*** Block opens ***

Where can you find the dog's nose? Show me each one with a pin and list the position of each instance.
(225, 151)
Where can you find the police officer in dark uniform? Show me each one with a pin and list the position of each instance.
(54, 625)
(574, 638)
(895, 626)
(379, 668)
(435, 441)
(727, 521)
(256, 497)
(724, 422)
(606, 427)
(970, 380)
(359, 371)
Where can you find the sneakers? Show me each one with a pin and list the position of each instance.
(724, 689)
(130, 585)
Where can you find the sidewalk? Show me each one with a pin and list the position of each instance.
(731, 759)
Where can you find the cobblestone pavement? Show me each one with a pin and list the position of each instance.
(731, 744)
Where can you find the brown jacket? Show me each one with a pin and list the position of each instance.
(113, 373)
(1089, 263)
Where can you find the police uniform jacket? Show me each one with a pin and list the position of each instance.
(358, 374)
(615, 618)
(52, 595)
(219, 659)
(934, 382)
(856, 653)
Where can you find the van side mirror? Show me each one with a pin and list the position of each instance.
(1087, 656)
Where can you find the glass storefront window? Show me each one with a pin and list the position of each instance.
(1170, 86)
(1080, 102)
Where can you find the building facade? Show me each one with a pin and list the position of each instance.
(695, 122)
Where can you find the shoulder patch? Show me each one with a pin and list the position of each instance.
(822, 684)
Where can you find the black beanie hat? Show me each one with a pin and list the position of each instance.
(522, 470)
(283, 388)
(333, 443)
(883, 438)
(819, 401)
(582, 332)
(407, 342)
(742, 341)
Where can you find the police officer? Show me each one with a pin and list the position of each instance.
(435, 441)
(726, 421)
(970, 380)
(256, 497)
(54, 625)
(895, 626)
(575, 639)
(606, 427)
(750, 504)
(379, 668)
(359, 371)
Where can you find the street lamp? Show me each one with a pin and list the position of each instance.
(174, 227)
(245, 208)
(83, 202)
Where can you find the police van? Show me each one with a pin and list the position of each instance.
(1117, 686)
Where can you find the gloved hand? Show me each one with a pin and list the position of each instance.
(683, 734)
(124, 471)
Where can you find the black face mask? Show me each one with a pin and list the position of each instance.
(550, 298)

*** Block closes ***

*Task item:* Each entry should be reproduced in the output exactly.

*Task solution:*
Where can you find the dog's nose? Show me each one with a pin and list the position of each instance.
(225, 151)
Where can you find the police officer in dark uniform? Show me each one with a pin and list the position of each instance.
(54, 625)
(574, 638)
(895, 626)
(379, 668)
(435, 441)
(727, 521)
(256, 497)
(724, 422)
(606, 427)
(970, 380)
(359, 371)
Where can you find the sneakers? Show me each one with a pin and list the position of each instance.
(724, 689)
(130, 585)
Where can you find the sidewalk? Show me each one with a pin and list the position of each instance.
(731, 759)
Where can you find the cobblestone pavement? Show me each one with a pin and list the position of each instance.
(731, 744)
Where can you find the brown jacket? Show me each one with a pin and list the position of each instance.
(113, 373)
(1089, 263)
Where can you find the police uniform jacket? Show me each one with a pin and list the position of each instance.
(358, 374)
(615, 618)
(52, 595)
(219, 659)
(934, 382)
(856, 653)
Where can you find the van side mirror? Show me each one with a pin and list the position of each instance.
(1087, 656)
Where can you find the glass storefront window? Show me each one with a pin and list the position of each instance.
(1170, 86)
(1080, 102)
Where can you find the building facade? Show me each one with a pin and list the position of each instance.
(695, 122)
Where can you find the shoulder patch? Show me each one with a pin and list the position of each instance.
(822, 684)
Where can you find the black beanie hat? Show me each one with a pin and list the position of each instance.
(522, 470)
(283, 388)
(333, 443)
(883, 438)
(819, 401)
(582, 332)
(407, 342)
(742, 341)
Where can you find the police officer? Show me each one with a pin and list the position of each instance.
(435, 441)
(726, 421)
(970, 380)
(256, 497)
(54, 625)
(895, 626)
(575, 639)
(606, 427)
(750, 504)
(379, 668)
(359, 371)
Where can you find the street lamp? Show me each one with a pin and list the position of each instance.
(174, 227)
(245, 208)
(83, 202)
Where can you find the police van? Show me each one with a pin and list the position of each instance.
(1117, 686)
Where can you find the gloved hand? Show me each one with a pin and list the position of each instance.
(683, 734)
(124, 471)
Where can you find the black face mask? Show me each one with a pin and list the position of each instance.
(550, 298)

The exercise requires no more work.